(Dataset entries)
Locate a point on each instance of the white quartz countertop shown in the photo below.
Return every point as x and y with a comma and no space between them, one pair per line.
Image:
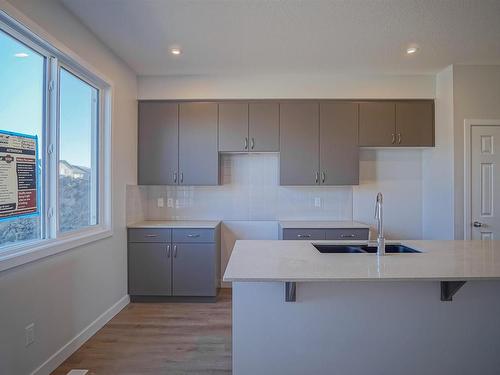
315,224
299,261
210,224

### Stated goal
Rewrite the data above as a two-column CSV with the headers input and output, giving one row for each text-and-answer pair. Put each text and each answer in its own quoted field with line breaks replaced by spaces, and leave out the pictures.

### Full answer
input,output
"Locate a point on each instance of the white quartz countertop shown in the photo below. Return every point as x and y with a comma and no space between them, one pair per line. Image:","315,224 299,261 210,224"